[BEGIN READING TEXT]

Re: [EXT] Re: Upper ontologies

Dear Marcel,

right because this would no longer be a perspective but the world as it 
is and not as it appears to us. Kant called this the "Ding-an-sich".

Dieter

On 20.01.2021 09:07, Marcel Fröhlich wrote:
> Exactly this. Thank you!
>
> Describing the world necessarily means choosing a perspective and 
> there is no reason to believe that an all encompassing "fundamental" 
> perspective exists.
>
> Marcel
>
>
> Am Mi., 20. Jan. 2021 um 07:24 Uhr schrieb <phayes@ihmc.us 
> <mailto:phayes@ihmc.us>>:
>
>     OK, I had promised myself to stay out of these discussions, but …
>
>     No, this will not work. It has been tried, many times. Every
>     existing upper ontology was built by people who honestly believed
>     that they would do this, and were willing in some cases to
>     sacrifice years of their professional lives to achieve this. I was
>     part of several of these initiatives, some of them financed by
>     agencies like the US Army and DARPA. But still we have a host of
>     upper ontologies.
>
>     And there is a good reason why this happens. Yes, we are all
>     talking about the same one world. And let us assume, for the
>     purposes of argument, that we are all using the same formalism.

[END READING TEXT]

> **REQUIREMENT 1**
Please report every line of the records that contains the string "bounding", treating case as significant.
The records have no connection to the email above.

[BEGIN SUPPLIED MATERIAL]

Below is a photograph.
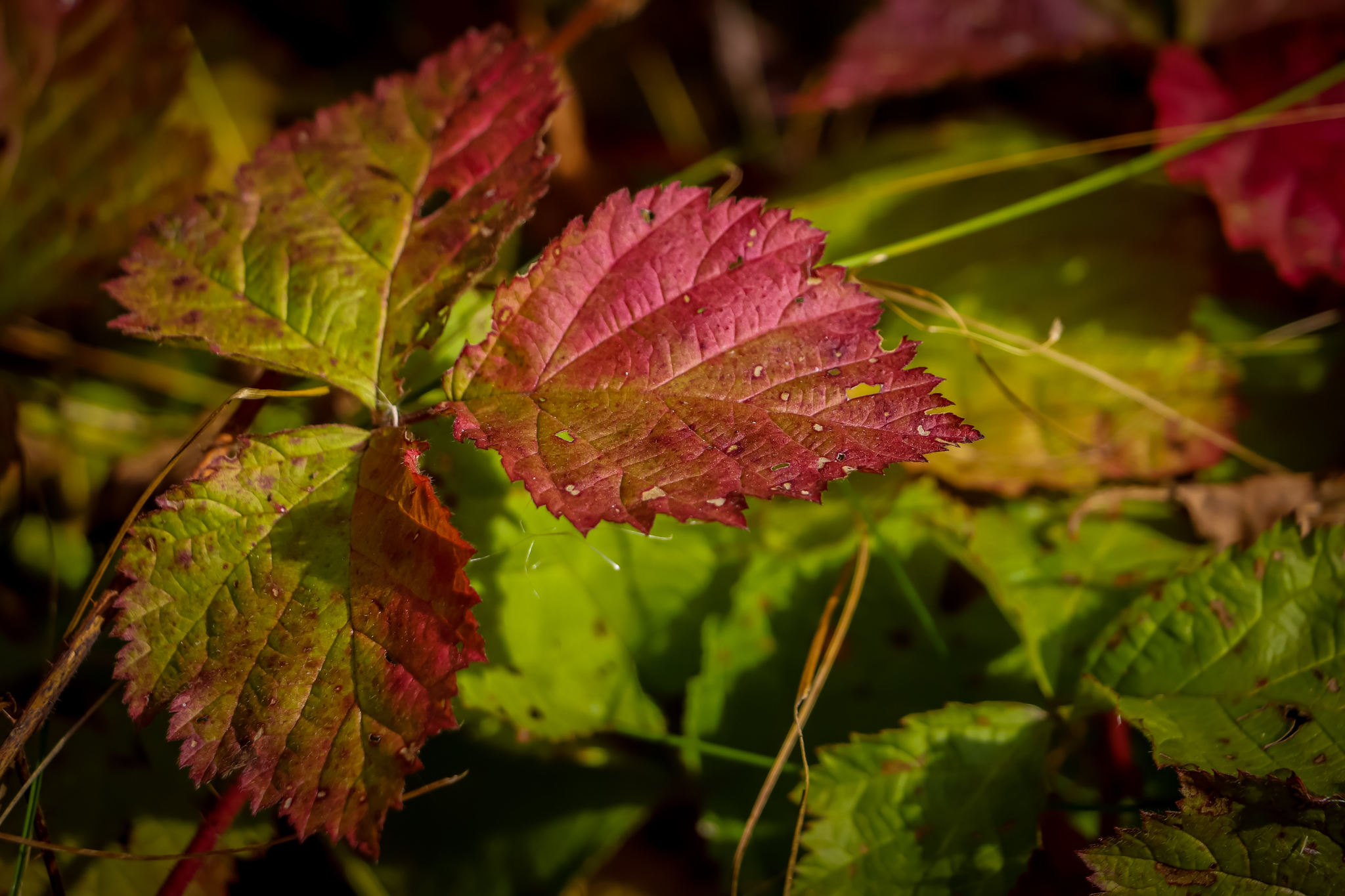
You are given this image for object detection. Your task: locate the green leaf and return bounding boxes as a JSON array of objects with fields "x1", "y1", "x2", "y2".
[
  {"x1": 946, "y1": 501, "x2": 1208, "y2": 700},
  {"x1": 460, "y1": 488, "x2": 718, "y2": 739},
  {"x1": 0, "y1": 0, "x2": 209, "y2": 313},
  {"x1": 114, "y1": 426, "x2": 485, "y2": 855},
  {"x1": 792, "y1": 121, "x2": 1235, "y2": 496},
  {"x1": 108, "y1": 28, "x2": 557, "y2": 406},
  {"x1": 1082, "y1": 771, "x2": 1345, "y2": 896},
  {"x1": 682, "y1": 477, "x2": 1041, "y2": 754},
  {"x1": 1088, "y1": 524, "x2": 1345, "y2": 794},
  {"x1": 797, "y1": 702, "x2": 1050, "y2": 896}
]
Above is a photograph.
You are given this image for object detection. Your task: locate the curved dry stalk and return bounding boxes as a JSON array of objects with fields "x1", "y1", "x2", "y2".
[
  {"x1": 729, "y1": 532, "x2": 869, "y2": 896},
  {"x1": 860, "y1": 277, "x2": 1287, "y2": 473},
  {"x1": 0, "y1": 623, "x2": 117, "y2": 790}
]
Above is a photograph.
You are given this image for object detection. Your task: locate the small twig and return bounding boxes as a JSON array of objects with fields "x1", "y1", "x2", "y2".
[
  {"x1": 1068, "y1": 485, "x2": 1173, "y2": 539},
  {"x1": 0, "y1": 832, "x2": 299, "y2": 863},
  {"x1": 402, "y1": 770, "x2": 471, "y2": 802},
  {"x1": 0, "y1": 610, "x2": 117, "y2": 790},
  {"x1": 784, "y1": 560, "x2": 852, "y2": 896},
  {"x1": 860, "y1": 278, "x2": 1287, "y2": 473},
  {"x1": 159, "y1": 778, "x2": 248, "y2": 896},
  {"x1": 729, "y1": 537, "x2": 869, "y2": 896},
  {"x1": 710, "y1": 158, "x2": 742, "y2": 205}
]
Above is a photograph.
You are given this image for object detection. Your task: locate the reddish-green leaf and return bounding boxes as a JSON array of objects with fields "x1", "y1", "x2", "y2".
[
  {"x1": 1149, "y1": 24, "x2": 1345, "y2": 286},
  {"x1": 801, "y1": 0, "x2": 1127, "y2": 109},
  {"x1": 116, "y1": 426, "x2": 485, "y2": 853},
  {"x1": 445, "y1": 185, "x2": 981, "y2": 530},
  {"x1": 109, "y1": 28, "x2": 557, "y2": 404},
  {"x1": 0, "y1": 0, "x2": 209, "y2": 313}
]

[END SUPPLIED MATERIAL]

> **REQUIREMENT 2**
Answer these questions about the email on upper ontologies:
(a) What did Kant call the world as it is and not as it appears to us?
(b) Which two agencies are named as having financed some of the upper ontology initiatives?
(c) At what date and time did Marcel Fröhlich write?

> **WRITTEN ANSWER 1**
You are given this image for object detection. Your task: locate the green leaf and return bounding boxes as a JSON array of objects with fields "x1", "y1", "x2", "y2".
You are given this image for object detection. Your task: locate the curved dry stalk and return bounding boxes as a JSON array of objects with fields "x1", "y1", "x2", "y2".
You are given this image for object detection. Your task: locate the small twig and return bounding boxes as a JSON array of objects with fields "x1", "y1", "x2", "y2".
You are given this image for object detection. Your task: locate the reddish-green leaf and return bounding boxes as a JSON array of objects with fields "x1", "y1", "x2", "y2".

> **WRITTEN ANSWER 2**
(a) The "Ding-an-sich".
(b) The US Army and DARPA.
(c) On 20.01.2021 at 09:07.